What is expected:
State the number of lines in the records that contain "ground", with no other words.

Data for processing:
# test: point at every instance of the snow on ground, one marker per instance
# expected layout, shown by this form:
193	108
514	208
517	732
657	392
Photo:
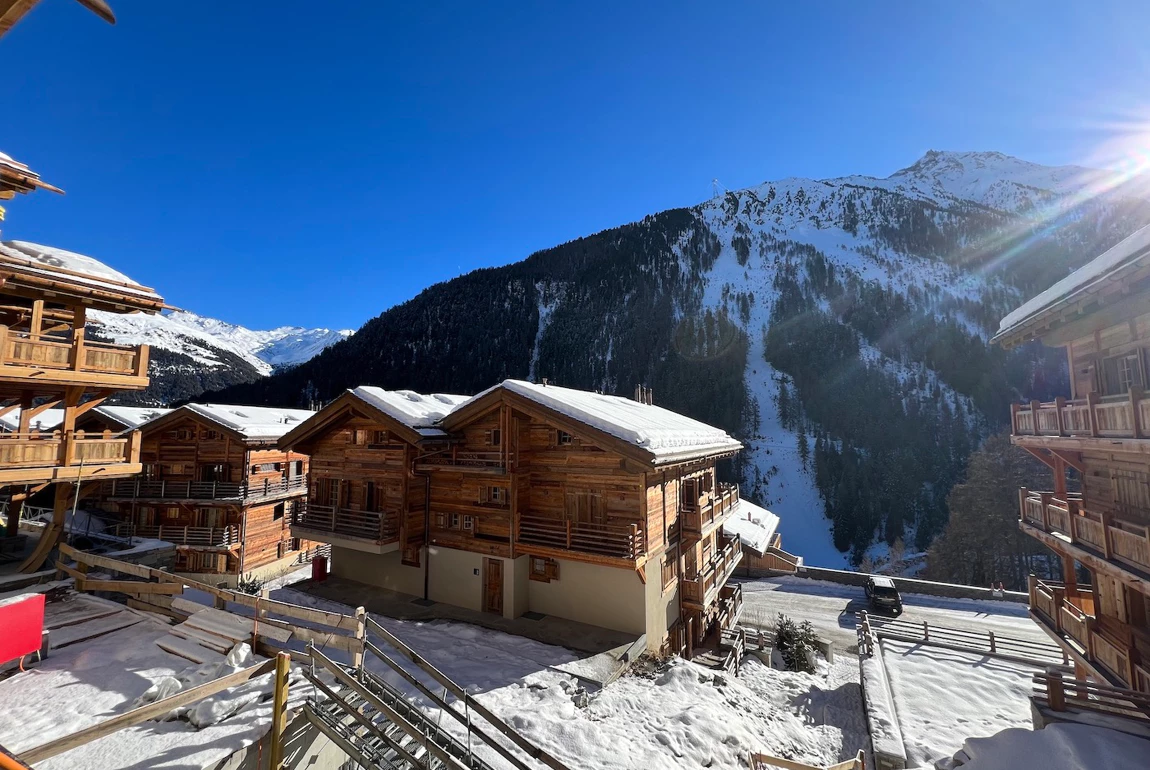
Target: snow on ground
...
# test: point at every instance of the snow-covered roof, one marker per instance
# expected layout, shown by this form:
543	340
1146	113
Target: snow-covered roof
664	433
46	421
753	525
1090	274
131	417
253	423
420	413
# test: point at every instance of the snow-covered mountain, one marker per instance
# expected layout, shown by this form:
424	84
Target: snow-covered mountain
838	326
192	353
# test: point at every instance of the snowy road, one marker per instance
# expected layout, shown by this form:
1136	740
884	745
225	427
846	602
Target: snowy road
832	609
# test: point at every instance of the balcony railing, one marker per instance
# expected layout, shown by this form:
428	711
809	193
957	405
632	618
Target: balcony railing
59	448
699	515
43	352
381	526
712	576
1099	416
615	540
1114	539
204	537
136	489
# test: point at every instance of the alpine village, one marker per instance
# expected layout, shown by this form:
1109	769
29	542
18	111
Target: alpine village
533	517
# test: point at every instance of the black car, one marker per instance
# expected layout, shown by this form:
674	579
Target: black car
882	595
==
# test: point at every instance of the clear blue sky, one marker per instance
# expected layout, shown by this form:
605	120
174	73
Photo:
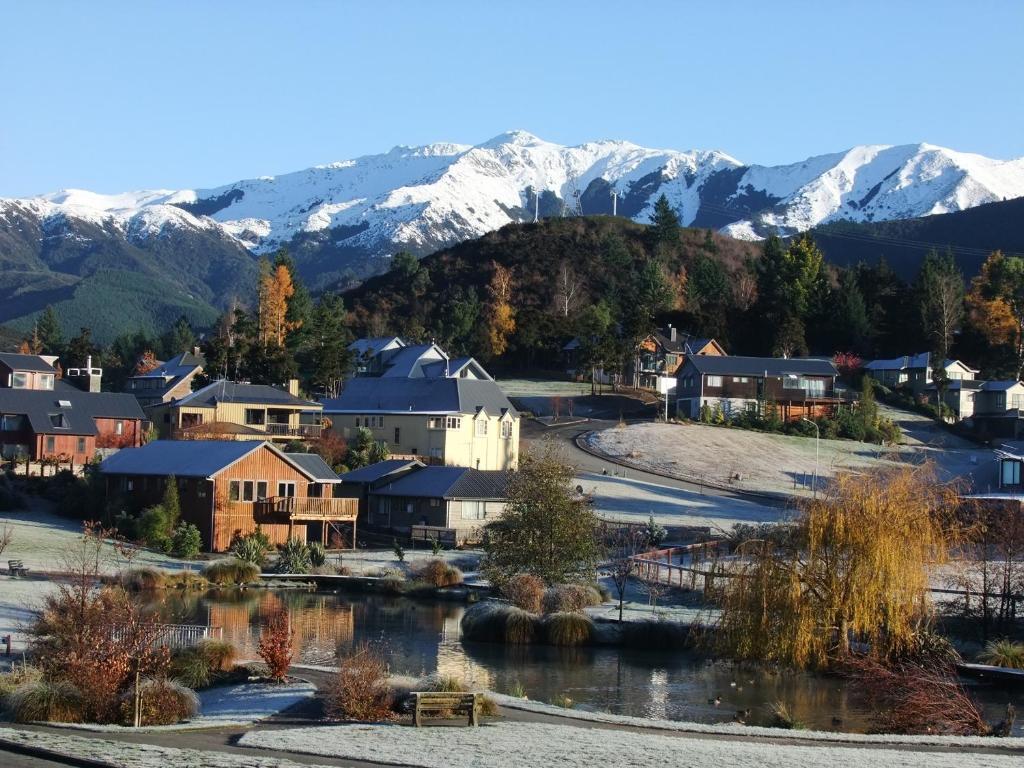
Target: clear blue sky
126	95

Written solution:
2